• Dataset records
--------------------------------------------------

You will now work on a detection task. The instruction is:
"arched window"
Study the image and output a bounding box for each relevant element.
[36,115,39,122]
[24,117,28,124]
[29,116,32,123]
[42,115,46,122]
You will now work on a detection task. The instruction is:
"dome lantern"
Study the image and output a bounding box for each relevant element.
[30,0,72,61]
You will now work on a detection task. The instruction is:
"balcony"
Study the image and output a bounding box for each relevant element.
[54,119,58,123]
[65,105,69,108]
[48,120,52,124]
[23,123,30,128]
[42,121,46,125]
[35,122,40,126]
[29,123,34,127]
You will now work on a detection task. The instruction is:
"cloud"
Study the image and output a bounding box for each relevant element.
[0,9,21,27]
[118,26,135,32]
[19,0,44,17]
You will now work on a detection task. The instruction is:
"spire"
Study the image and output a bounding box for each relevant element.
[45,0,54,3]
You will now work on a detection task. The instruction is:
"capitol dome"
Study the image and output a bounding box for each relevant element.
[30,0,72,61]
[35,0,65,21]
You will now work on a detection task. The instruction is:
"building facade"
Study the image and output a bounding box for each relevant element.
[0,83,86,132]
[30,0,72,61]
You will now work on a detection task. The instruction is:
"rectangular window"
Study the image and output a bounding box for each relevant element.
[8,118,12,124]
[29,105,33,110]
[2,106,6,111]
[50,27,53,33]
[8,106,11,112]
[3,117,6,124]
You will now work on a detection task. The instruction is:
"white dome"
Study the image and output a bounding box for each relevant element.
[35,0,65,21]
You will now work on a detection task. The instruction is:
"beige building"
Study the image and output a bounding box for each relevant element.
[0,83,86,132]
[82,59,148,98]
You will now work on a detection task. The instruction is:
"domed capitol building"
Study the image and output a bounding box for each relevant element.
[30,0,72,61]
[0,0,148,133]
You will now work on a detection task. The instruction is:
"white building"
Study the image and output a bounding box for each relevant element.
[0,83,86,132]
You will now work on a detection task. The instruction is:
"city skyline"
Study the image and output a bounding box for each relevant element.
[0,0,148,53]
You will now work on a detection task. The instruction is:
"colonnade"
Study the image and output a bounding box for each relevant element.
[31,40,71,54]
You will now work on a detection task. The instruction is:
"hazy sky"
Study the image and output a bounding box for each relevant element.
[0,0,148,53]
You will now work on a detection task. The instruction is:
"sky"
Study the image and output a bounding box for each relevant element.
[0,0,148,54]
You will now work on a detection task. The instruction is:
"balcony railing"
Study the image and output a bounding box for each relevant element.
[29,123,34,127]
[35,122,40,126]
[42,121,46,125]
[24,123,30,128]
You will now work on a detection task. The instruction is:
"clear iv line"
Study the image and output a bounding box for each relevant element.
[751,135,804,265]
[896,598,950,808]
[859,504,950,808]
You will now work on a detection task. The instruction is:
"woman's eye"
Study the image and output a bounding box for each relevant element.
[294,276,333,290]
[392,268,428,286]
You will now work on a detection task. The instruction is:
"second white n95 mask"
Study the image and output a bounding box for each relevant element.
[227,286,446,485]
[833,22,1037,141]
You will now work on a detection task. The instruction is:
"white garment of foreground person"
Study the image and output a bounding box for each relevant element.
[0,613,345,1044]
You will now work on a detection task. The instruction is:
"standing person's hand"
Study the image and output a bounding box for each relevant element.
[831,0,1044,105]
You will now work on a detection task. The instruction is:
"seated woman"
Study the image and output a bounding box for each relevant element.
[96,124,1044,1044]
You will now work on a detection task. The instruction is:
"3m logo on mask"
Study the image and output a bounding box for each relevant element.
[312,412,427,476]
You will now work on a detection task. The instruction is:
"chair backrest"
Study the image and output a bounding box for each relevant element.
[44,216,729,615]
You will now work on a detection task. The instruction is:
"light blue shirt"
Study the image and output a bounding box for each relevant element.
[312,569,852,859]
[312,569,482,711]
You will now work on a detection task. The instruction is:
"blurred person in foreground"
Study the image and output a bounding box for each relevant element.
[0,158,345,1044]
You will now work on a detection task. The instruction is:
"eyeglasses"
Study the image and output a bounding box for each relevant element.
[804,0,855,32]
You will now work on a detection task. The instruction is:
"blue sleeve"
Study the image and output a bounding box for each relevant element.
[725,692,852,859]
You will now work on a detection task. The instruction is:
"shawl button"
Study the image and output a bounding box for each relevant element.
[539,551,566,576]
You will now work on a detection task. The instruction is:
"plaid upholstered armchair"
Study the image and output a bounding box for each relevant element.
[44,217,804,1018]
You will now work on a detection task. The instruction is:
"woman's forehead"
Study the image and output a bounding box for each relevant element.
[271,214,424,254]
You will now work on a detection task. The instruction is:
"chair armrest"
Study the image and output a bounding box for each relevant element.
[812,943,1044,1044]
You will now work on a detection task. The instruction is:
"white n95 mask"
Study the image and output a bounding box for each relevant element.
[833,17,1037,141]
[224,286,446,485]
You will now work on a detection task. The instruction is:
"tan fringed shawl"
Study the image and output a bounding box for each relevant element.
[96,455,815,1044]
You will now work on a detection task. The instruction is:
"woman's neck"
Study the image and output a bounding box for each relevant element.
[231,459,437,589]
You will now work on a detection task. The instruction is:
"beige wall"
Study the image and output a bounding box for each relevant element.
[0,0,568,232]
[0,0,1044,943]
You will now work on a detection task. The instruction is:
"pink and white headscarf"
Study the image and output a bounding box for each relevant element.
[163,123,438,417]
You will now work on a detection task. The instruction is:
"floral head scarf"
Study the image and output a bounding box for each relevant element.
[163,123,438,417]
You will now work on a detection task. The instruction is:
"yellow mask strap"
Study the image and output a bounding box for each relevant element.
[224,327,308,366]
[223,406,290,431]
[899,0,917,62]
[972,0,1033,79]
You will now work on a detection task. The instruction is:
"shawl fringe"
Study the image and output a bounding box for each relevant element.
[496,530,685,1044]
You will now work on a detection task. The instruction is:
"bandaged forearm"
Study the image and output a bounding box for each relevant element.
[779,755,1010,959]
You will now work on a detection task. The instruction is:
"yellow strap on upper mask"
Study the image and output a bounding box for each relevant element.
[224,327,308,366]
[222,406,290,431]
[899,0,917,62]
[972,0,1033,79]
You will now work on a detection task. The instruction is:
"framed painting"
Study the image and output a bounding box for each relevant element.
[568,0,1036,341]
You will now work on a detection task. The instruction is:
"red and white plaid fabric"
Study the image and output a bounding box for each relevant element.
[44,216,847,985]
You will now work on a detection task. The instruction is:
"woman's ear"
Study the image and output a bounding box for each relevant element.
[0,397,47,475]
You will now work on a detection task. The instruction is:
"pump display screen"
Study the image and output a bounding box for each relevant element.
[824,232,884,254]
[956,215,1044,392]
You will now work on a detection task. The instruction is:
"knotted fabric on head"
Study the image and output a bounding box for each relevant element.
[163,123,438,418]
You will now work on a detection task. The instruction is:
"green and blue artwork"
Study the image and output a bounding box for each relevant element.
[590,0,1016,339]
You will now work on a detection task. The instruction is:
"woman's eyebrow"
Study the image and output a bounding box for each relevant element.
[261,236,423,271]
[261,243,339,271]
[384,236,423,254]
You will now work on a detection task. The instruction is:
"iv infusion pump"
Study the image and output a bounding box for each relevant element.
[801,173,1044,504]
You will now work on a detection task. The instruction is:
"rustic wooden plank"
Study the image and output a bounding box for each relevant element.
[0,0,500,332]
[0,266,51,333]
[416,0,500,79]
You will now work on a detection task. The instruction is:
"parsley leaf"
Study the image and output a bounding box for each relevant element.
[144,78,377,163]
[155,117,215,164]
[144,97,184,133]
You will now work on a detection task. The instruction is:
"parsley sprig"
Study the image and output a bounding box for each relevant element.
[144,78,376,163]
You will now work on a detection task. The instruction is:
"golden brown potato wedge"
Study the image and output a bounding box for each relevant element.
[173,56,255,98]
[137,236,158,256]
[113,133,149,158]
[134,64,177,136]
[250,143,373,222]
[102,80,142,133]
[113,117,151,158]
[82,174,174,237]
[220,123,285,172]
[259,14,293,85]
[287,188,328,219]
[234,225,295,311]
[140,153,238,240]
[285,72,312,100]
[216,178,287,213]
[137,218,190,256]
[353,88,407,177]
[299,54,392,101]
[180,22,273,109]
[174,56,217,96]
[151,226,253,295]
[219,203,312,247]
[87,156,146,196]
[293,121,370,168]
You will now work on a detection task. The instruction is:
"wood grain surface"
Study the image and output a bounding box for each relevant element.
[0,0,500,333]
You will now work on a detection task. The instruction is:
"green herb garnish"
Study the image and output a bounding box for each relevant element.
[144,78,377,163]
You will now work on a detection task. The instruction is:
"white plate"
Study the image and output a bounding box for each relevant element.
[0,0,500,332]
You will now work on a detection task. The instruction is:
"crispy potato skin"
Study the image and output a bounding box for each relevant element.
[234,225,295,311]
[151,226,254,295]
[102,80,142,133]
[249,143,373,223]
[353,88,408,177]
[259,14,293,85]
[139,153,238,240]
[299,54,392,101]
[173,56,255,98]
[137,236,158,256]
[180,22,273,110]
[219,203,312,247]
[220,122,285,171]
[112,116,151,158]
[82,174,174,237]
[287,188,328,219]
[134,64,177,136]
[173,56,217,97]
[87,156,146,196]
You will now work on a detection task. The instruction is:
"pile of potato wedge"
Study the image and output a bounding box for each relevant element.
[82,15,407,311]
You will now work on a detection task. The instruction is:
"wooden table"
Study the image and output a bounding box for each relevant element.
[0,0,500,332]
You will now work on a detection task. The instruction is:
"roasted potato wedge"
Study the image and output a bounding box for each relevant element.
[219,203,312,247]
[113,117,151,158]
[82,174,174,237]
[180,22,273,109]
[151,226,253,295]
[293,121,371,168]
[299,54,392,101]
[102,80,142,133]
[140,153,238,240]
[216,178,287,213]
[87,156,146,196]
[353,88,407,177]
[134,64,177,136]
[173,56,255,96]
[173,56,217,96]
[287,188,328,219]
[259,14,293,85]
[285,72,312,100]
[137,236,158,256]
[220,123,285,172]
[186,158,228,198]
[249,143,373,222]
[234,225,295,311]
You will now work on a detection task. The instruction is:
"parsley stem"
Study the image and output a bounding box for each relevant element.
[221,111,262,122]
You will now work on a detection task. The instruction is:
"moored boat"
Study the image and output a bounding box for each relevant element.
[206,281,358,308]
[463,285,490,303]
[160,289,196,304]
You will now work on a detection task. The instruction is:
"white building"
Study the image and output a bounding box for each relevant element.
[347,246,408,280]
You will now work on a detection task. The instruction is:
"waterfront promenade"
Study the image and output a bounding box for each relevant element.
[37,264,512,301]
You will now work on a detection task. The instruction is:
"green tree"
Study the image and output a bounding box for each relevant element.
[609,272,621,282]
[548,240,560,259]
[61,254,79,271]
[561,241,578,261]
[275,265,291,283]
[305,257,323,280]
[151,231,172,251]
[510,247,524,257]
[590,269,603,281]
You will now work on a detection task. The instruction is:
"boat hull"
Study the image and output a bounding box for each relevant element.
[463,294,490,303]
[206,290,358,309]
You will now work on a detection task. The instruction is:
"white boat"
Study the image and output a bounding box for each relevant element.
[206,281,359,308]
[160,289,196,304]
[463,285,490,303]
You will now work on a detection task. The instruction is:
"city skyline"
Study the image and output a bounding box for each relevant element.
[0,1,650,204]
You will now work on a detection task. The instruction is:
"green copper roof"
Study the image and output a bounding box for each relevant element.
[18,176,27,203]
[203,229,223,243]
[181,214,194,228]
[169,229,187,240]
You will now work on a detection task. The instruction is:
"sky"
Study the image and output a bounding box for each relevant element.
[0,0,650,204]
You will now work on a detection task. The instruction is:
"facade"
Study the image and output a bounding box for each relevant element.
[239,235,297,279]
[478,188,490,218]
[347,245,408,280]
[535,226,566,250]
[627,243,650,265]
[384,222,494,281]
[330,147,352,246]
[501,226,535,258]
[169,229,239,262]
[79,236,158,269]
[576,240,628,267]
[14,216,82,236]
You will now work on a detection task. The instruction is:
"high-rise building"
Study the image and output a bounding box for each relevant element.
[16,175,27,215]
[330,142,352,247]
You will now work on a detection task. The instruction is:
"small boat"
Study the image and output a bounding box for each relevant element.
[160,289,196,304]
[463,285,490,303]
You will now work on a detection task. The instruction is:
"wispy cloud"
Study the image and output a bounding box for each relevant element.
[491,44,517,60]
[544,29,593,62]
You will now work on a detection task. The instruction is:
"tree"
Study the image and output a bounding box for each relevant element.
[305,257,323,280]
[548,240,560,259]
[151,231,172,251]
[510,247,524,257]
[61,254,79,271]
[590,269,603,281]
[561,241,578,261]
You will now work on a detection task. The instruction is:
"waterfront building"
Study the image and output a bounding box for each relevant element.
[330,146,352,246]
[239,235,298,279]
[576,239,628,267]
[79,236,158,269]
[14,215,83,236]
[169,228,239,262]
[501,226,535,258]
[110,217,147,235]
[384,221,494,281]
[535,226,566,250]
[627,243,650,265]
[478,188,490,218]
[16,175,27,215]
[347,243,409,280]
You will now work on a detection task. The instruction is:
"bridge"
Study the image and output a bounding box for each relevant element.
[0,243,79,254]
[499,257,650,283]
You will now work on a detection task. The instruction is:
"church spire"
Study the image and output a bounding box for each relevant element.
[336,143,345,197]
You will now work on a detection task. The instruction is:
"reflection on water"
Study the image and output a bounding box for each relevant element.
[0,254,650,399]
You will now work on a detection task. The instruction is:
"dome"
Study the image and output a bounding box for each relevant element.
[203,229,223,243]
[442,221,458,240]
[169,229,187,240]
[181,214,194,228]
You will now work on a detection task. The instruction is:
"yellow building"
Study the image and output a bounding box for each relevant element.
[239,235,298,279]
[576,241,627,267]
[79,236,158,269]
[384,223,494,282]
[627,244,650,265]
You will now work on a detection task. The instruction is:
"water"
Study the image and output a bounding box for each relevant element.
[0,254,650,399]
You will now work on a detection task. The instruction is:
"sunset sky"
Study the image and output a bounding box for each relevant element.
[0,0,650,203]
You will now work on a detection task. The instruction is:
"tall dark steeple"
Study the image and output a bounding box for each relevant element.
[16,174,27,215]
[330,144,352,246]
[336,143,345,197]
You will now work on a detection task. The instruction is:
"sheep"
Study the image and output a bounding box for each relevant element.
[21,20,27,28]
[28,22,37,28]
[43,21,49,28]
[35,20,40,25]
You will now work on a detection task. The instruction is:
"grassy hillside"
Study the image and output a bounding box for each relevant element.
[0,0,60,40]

--------------------------------------------------

• Short exercise
Locate every line in the records above that contains the word "green", treating case as significant, and copy each such line.

• Exercise output
"green and blue artwork"
"green herb garnish"
"green tree"
"green copper roof"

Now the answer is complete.